* **Work to complete**
Every line of the data is to be retyped exactly.

* **Supplied information**
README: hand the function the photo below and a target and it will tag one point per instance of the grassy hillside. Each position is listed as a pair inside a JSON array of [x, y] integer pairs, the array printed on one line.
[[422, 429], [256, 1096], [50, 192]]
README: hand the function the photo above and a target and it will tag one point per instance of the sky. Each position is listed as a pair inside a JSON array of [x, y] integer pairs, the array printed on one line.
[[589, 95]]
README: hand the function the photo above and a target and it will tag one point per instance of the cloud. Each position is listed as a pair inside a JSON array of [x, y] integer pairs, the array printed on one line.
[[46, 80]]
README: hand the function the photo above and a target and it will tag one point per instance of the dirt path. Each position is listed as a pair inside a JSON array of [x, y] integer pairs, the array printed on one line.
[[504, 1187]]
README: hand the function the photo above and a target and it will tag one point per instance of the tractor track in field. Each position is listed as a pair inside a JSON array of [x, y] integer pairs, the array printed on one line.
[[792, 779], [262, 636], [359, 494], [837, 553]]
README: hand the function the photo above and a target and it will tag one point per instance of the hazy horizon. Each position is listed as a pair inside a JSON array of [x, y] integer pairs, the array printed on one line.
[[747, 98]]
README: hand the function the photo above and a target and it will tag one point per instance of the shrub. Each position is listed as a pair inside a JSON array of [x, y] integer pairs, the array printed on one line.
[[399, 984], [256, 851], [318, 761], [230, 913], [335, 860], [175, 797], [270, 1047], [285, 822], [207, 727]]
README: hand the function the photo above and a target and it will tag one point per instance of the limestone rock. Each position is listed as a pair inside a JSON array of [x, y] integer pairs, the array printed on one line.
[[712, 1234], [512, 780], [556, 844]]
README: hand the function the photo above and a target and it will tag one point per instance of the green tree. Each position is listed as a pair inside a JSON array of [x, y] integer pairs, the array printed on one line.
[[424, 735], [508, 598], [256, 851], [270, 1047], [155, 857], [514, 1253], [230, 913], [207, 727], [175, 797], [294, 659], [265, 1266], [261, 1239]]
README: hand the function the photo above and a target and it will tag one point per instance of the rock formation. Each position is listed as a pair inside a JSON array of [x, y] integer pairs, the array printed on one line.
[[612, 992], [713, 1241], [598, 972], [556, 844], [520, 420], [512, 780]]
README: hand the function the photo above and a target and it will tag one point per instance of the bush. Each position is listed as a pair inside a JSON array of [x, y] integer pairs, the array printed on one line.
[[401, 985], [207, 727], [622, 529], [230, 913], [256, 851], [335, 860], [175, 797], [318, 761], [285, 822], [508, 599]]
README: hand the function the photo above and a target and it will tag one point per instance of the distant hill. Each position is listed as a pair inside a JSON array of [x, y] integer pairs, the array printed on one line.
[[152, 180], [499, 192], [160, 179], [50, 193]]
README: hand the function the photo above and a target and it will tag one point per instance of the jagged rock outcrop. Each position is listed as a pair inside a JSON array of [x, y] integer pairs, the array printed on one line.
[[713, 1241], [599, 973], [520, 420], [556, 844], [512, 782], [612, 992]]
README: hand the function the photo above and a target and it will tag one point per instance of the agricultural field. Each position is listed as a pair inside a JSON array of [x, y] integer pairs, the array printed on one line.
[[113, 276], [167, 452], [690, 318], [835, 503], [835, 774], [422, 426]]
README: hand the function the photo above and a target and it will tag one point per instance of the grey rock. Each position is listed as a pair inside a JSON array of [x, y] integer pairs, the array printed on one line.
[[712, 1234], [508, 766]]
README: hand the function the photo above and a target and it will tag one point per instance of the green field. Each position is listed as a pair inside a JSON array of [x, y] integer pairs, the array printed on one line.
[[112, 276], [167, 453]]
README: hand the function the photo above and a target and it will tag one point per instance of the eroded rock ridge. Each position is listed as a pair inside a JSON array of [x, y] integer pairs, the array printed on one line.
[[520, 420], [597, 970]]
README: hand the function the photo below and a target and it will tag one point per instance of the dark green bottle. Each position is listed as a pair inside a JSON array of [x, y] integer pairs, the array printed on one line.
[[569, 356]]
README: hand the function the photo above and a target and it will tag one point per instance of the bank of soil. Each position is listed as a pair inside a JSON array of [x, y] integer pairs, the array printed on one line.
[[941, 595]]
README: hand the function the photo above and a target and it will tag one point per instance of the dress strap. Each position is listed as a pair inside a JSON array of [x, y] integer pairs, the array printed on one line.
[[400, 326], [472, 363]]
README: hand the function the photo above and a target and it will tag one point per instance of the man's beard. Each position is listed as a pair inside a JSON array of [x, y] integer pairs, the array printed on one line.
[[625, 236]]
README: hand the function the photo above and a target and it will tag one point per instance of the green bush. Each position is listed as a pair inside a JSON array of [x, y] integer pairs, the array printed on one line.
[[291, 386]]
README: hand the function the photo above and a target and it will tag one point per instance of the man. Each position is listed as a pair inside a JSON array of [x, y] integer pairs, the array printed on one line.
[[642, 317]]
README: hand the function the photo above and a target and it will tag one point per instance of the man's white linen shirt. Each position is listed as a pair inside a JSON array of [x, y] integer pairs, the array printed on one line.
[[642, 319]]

* **Response for this exercise**
README: hand the function the photo below and a target and it will tag one point per instance of the grassy hillside. Each position is listed as a pair inside a JSON array of [x, y] integer pairs, the array printed on one line.
[[422, 429], [256, 1096], [50, 192]]
README: hand the function the photo above and a target and it will tag one point per instance of the sky. Each position is listed as a pair inside a JSON array of [x, y] integer pairs, the array printed on one line.
[[589, 95]]
README: hand the function the photo above and a target and it will tag one point per instance of the cloud. Each position is listed as a pair inside a JSON array of [x, y] integer pairs, the array printed on one line.
[[46, 80]]
README: hand the function the photo above and a target and it will tag one point per instance of the dirt path. Each position is listed as a pair inside a JSON array of [x, y] integer pairs, the array printed on one line.
[[504, 1187]]
README: hand the function the photo above and a target and it will tag one point per instance of the tractor track in field. Each position is listed as a pair inside a JSON array of [x, y] integer pairs, the array printed on one line.
[[792, 779], [262, 636], [359, 494], [837, 553]]
README: hand the function the photo above and a target and it will tag one point per instance of the hazy horizon. Each position is listed as a pair inside a JSON array of [x, y] integer pairs, the array printed on one line.
[[747, 98]]
README: hand the function the photo above and a target and it will tag one point per instance of the shrub. Each position is listed as a pair inside a JSON array of [x, y] integer pairs, the array printed on one line.
[[399, 984], [256, 851], [318, 761], [230, 913], [335, 860], [175, 797], [270, 1047], [285, 822], [207, 727]]
README: hand the function the photo above and a target and it will tag one point per instance of the limestone rock. Each position is listed as a pair inside a JSON array of [x, y] integer pairs, the array printed on one line.
[[712, 1234], [512, 780], [556, 844]]
README: hand the function the photo above and a target and it will tag one point per instance of the green tree. Each position is listed as a pair inside a JSON array of [x, y] integer pairs, the array printed on one line.
[[424, 735], [508, 598], [256, 851], [270, 1047], [155, 857], [514, 1253], [230, 913], [207, 727], [175, 797], [294, 659], [265, 1266], [261, 1239]]
README: hand the function the photo above and a target and it will tag one point per instance of the rock formation. Each position is listed as a pair inside a JSON array of [x, y] integer pairs, the array printed on one line.
[[612, 992], [713, 1241], [598, 972], [556, 844], [520, 420], [512, 780]]
README: hand the function the photo above and a target and it will tag one point per instance of the bush. Each position is listed as a pair inside a JSON array of [x, y] integer pairs, the array printed on one line.
[[401, 985], [207, 727], [622, 529], [230, 913], [256, 851], [335, 860], [175, 797], [318, 761], [285, 822], [508, 599]]
README: hand the function the photo above and a target and it will tag one point per instance of the distant hill. Each position is listed as a pair inside a JSON array of [x, y] integer pairs, the array printed on one line.
[[152, 180], [499, 192], [160, 179], [50, 193]]
README: hand the function the photo above and a target and it will tag one point per instance of the jagged rock outcrop. Each position is listed as a pair inside a JSON array of [x, y] integer pairs, the array printed on one line.
[[713, 1241], [599, 973], [520, 420], [556, 844], [512, 782], [612, 992]]
README: hand the function the photo above and a target and it will tag one point per instance of the agricultural field. Each position is listed as a pair inside a JSON array of [x, y] integer pairs, the array printed on one line.
[[113, 276], [167, 452], [690, 318], [835, 503], [835, 774], [422, 426]]
README: hand the function the photo above and a target and it will tag one point per instance of the grey rock. Each position is listed as a pair inside a JSON array of [x, y] integer pairs, the array printed on one line.
[[712, 1234], [508, 766]]
README: hand the function the photo above and a target and it will tag one point per instance of the green field. Each position is listed as a pair inside a JSON array of [x, y] integer pairs, the array printed on one line.
[[112, 276], [167, 453]]
README: hand the function the photo above and a target and it will tag one point per instance of the eroded rock ridge. Each position is listed as a pair inside a JSON array of [x, y] integer pairs, the array printed on one line.
[[520, 420], [597, 970]]
README: hand the function the photo below and a target and it will tag one point per instance of the dark green bottle. Each position is listed as a pair inside a JSON array of [x, y] integer pairs, the array printed on one line.
[[569, 356]]
README: hand the function the photo above and a target and it will tag one point per instance of the bank of soil. Each position is listed as a pair inside a JSON array of [x, y] integer pairs, the array printed on one line.
[[941, 595]]
README: hand the function the photo above and a target and it will tag one point per instance of the dress strap. Each position is listed as a pair inside a JSON array of [x, y] integer pairs, the array printed on one line.
[[400, 326], [472, 363]]
README: hand the function the photo above and a target and it will tag one point per instance of the man's beard. Each position is listed as a pair inside a JSON array of [x, y] integer pairs, the array printed on one line.
[[625, 236]]
README: hand the function the photo above and a target and it will tag one point per instance of the green bush. Each position is listed as a pair inside a JSON array of [x, y] integer pairs, the array printed on one line.
[[291, 386]]
README: hand the function the photo above and a target and it will tag one point per instance of the man. Each position is listed as a pair inside a JSON array of [x, y] integer pairs, the array printed on one line.
[[642, 317]]
README: hand the function the photo above and a target and it will tag one point per instance of the man's white linen shirt. Each position is listed as a pair inside a JSON array of [x, y] integer pairs, the array printed on one line.
[[642, 319]]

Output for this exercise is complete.